• _Blocco di testo_:
--

Una sera – narra Platone – a casa di Cefalo, padre di Polemarco, si trovano riuniti Socrate con Lisia, Eutidimo, Trasimaco ed altri. Mancando la televisione, si discute dei grandi temi e di cosa sia la giustizia. Ad un certo punto della conversazione, Trasimaco si lancia in un elogio dell’ingiusto che costringerà Socrate, il quale sostiene che nelle cose grandi anche i particolari più piccoli risultano meglio visibili, a costruire il più giusto degli stati. La Repubblica che Platone fa inventare al personaggio di Socrate, si fonda su tre idee rivoluzionarie: affidare il potere ai filosofi, assegnare identica dignità alle donne, se opportunamente educate alla filosofia e spossessare i governanti di ogni loro bene. Questa repubblica verrà anche confrontata con le altre forme di costituzione: il regno, l’oligarchia, la democrazia e la tirannide dando luogo a passi sconvolgenti per la loro attualità.
TRASIMACO «[…] E devi poi tenere presente questo, sempliciotto d’un Socrate, che in qualunque modo un uomo giusto ci perde rispetto ad un ingiusto.
Ciò vale anzitutto nei contratti d’affari: ogni volta che si associano un giusto e un ingiusto, non troverai mai che allo sciogliersi della società il giusto ci guadagni sull’ingiusto, bensì che ci perde. Poi, nei rapporti con lo Stato: quando ci siano dei tributi da pagare, il giusto, a parità di condizioni, paga di più, l’altro di meno; e quando c’è da ricevere, l’uno non guadagna nulla e l’altro molto.

--

• _Cosa devi fare_:
Per favore, riscrivi come elenco il paragrafo del brano sulla Repubblica di Platone che comincia con «Una sera – narra Platone», mantenendone i fatti principali.

• _Dati forniti_:
--

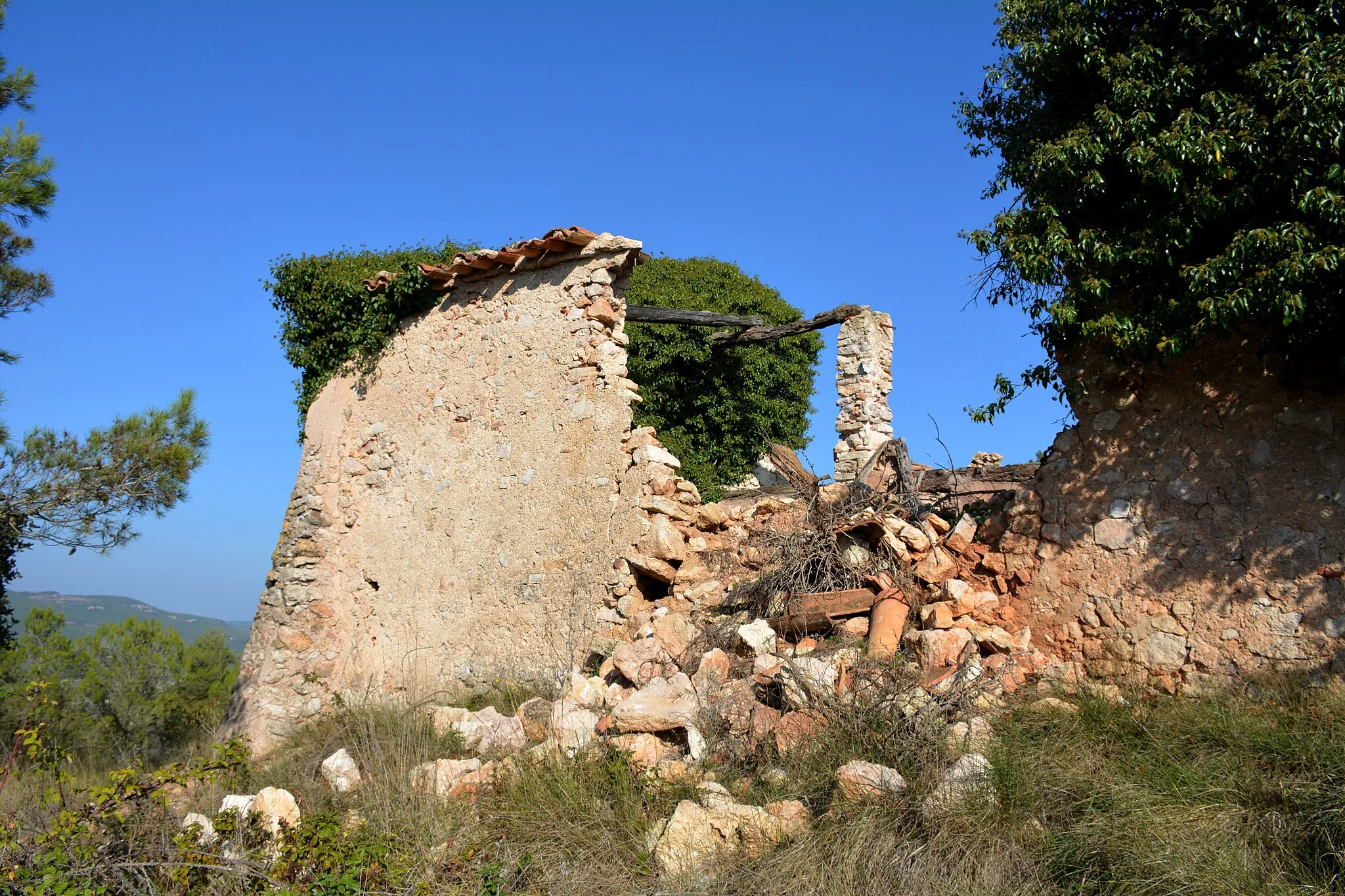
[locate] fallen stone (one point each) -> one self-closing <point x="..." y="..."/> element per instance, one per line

--

• _Compito svolto_:
- Secondo il racconto di Platone, una sera Socrate, Lisia, Eutidimo, Trasimaco e altri si riuniscono a casa di Cefalo, padre di Polemarco, e discutono di cosa sia la giustizia.
- Trasimaco fa un elogio dell'ingiusto. Questo costringe Socrate a costruire il più giusto degli stati, perché, secondo lui, nelle cose grandi anche i particolari più piccoli si vedono meglio.
- La Repubblica inventata dal personaggio di Socrate si fonda su tre idee rivoluzionarie:
  - il potere affidato ai filosofi;
  - identica dignità alle donne, se opportunamente educate alla filosofia;
  - i governanti privati di ogni loro bene.
- Questa repubblica viene confrontata con regno, oligarchia, democrazia e tirannide, in passi sconvolgenti per la loro attualità.